Entretanto, se nele não há melodrama, em sua concepção imiscuem-se aspectos de inegável pendor dramático. “Escrevi A vida invisível de Eurídice Gusmão em um momento de extrema solidão e liberdade. Estava morando nos Estados Unidos havia poucos anos e ainda tentando compreender quem eu seriaali. Eu não era mais a repórter que havia passado 10 anos nas redações cariocas, não era mais a empresária que havia criado e vendido uma editora”, contextualiza à Continente a escritora, nascida no Recife, porém criada na Tijuca.

=== Exercício escrito 1 ===
Selecione cada linha abaixo que contenha a palavra "gray", respeitando maiúsculas e minúsculas.
As linhas não têm relação alguma com o trecho.

=== Linhas de entrada ===
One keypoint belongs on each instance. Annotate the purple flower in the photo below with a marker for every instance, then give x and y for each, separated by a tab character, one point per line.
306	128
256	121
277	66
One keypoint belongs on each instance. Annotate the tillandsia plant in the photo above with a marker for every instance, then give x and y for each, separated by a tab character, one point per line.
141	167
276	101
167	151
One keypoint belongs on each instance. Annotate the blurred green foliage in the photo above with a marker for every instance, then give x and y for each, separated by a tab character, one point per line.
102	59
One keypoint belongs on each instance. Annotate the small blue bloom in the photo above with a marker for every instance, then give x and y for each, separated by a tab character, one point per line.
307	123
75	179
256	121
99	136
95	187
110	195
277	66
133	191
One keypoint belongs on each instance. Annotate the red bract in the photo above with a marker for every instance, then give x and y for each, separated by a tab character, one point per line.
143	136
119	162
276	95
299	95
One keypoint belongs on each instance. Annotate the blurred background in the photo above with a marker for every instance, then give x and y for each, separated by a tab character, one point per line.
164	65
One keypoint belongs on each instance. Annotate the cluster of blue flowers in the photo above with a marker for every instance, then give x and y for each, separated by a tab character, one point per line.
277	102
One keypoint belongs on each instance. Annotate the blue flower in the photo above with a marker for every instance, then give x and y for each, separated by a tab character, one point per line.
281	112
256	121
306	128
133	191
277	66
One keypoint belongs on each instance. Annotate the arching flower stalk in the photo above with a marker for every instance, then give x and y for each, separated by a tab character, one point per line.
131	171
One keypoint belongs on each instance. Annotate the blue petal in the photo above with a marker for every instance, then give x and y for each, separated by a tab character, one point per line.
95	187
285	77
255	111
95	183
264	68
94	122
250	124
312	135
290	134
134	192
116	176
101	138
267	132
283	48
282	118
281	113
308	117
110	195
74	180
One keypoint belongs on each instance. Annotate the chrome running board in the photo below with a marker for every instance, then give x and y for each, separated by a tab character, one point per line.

--

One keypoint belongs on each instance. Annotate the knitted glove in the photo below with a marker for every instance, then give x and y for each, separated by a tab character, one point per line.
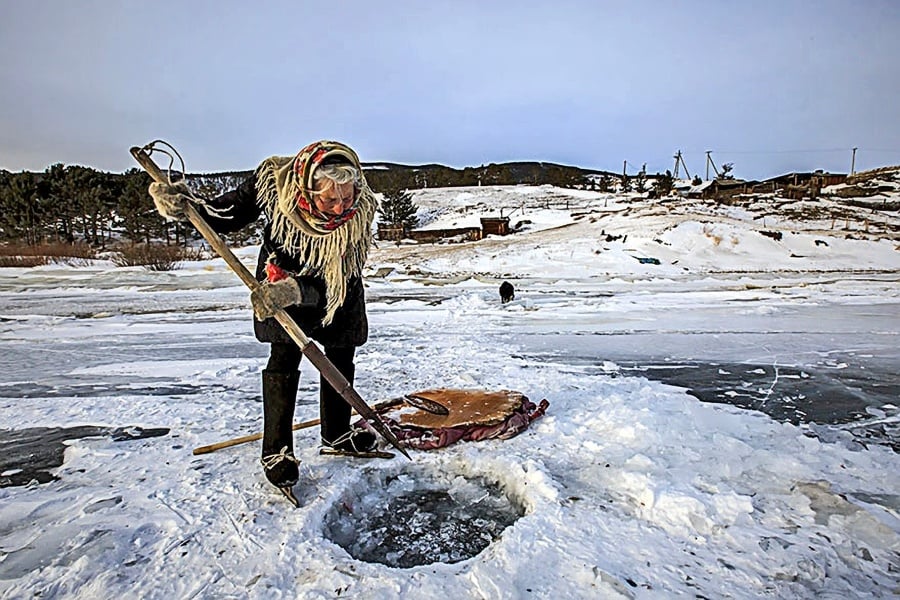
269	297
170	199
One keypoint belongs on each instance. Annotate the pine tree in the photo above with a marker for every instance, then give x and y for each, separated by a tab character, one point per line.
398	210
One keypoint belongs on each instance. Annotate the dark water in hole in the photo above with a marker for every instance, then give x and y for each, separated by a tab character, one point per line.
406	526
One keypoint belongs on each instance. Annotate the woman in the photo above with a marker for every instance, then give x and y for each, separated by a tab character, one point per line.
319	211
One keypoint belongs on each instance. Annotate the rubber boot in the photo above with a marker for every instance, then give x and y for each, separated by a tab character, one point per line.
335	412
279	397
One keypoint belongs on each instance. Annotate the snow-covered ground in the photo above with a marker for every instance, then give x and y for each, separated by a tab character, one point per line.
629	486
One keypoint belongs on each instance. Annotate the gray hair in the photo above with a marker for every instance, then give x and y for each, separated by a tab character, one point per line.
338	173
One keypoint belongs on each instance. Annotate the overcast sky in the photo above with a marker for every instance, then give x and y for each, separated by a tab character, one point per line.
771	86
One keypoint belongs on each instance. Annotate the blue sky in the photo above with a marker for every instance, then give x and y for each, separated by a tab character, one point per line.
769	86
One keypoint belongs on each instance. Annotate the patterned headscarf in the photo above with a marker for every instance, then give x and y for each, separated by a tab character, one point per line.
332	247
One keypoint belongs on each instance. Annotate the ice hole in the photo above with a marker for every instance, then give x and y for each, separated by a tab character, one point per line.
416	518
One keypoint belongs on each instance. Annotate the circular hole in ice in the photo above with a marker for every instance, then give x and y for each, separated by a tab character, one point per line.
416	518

=== Exercício escrito 2 ===
Por favor, diga, segundo o trecho, quanto tempo a escritora passou nas redações cariocas.

=== Resposta correta 1 ===
One keypoint belongs on each instance. Annotate the gray hair in the photo above with a marker for every instance, then give x and y for each, separated by a tab character, one point per line.

=== Resposta correta 2 ===
10 anos.